### [Stated task]
Gather and copy every line in the rows below that contains the string "gray", counting only matches with the same capitalization.
-- BEGIN Material shown --
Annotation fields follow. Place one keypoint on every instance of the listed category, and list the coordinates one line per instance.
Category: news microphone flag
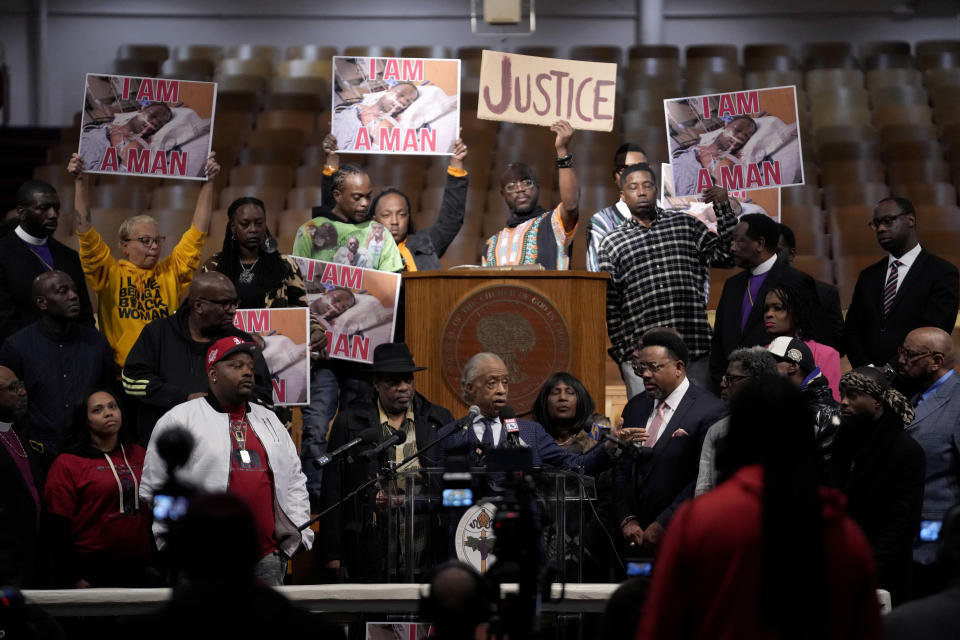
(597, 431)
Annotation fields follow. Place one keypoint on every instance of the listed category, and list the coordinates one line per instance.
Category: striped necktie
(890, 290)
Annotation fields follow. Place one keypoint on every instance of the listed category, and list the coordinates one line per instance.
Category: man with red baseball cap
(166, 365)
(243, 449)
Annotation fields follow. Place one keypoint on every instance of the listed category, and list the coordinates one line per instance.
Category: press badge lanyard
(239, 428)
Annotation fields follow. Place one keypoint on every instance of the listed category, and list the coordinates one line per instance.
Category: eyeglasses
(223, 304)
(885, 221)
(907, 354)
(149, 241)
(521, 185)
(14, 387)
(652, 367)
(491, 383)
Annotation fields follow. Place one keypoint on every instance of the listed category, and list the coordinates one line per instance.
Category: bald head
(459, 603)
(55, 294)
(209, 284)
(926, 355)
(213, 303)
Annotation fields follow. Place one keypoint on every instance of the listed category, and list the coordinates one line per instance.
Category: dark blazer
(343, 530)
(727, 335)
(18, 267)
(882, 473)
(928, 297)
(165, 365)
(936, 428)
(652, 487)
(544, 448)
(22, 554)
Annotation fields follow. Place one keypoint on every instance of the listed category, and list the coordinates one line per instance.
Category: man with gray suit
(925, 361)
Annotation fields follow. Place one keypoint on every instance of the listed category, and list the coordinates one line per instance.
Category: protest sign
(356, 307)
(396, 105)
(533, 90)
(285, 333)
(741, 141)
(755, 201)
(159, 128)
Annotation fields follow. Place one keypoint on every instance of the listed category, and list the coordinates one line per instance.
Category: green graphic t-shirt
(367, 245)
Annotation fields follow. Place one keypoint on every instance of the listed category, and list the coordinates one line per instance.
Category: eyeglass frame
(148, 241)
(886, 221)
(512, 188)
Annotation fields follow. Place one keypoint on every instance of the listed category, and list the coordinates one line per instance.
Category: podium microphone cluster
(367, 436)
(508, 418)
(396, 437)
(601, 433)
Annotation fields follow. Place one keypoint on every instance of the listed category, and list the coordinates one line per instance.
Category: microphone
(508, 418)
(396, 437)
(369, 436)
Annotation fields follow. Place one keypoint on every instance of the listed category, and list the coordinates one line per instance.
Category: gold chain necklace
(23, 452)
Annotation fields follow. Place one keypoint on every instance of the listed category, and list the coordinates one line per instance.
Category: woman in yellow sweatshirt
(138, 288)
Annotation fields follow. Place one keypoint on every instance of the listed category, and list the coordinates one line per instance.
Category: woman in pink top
-- END Material shown --
-- BEGIN Material shown --
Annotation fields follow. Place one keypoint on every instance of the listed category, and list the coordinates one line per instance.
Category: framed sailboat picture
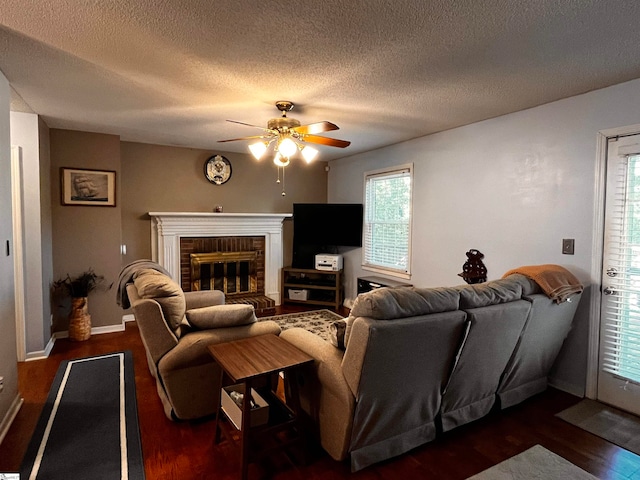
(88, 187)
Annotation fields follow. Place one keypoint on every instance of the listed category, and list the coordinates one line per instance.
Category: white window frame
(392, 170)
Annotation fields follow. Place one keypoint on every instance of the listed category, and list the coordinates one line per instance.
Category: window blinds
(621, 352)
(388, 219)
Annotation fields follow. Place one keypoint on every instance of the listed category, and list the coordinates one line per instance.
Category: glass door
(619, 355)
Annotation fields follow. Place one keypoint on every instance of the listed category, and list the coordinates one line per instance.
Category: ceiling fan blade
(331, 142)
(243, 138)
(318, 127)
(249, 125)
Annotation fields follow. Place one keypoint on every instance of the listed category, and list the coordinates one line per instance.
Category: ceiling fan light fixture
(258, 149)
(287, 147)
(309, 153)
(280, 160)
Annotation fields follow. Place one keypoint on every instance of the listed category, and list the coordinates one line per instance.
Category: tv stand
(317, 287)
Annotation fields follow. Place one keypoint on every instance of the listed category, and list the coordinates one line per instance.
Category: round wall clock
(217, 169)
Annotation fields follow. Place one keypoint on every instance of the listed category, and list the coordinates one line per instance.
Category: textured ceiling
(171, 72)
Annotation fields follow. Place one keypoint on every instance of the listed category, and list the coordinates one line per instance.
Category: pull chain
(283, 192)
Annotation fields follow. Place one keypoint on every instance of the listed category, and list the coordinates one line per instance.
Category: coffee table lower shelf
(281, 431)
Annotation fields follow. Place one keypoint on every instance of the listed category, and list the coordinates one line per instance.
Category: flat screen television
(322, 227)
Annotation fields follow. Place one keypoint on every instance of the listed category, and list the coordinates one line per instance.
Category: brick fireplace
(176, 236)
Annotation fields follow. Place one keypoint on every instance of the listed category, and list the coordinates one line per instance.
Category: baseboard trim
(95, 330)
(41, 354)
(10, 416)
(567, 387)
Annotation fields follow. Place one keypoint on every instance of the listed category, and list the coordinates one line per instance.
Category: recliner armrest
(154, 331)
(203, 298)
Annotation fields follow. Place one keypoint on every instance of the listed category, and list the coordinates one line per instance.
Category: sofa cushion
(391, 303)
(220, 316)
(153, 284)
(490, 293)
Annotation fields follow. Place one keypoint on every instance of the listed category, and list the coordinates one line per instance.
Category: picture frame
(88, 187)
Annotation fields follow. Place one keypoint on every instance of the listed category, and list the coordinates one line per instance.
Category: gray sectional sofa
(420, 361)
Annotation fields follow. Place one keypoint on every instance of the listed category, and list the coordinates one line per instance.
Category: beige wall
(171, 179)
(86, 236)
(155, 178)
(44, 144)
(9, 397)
-- END Material shown --
### [Worked answer]
Category: man with gray suit
Category: gray sectional sofa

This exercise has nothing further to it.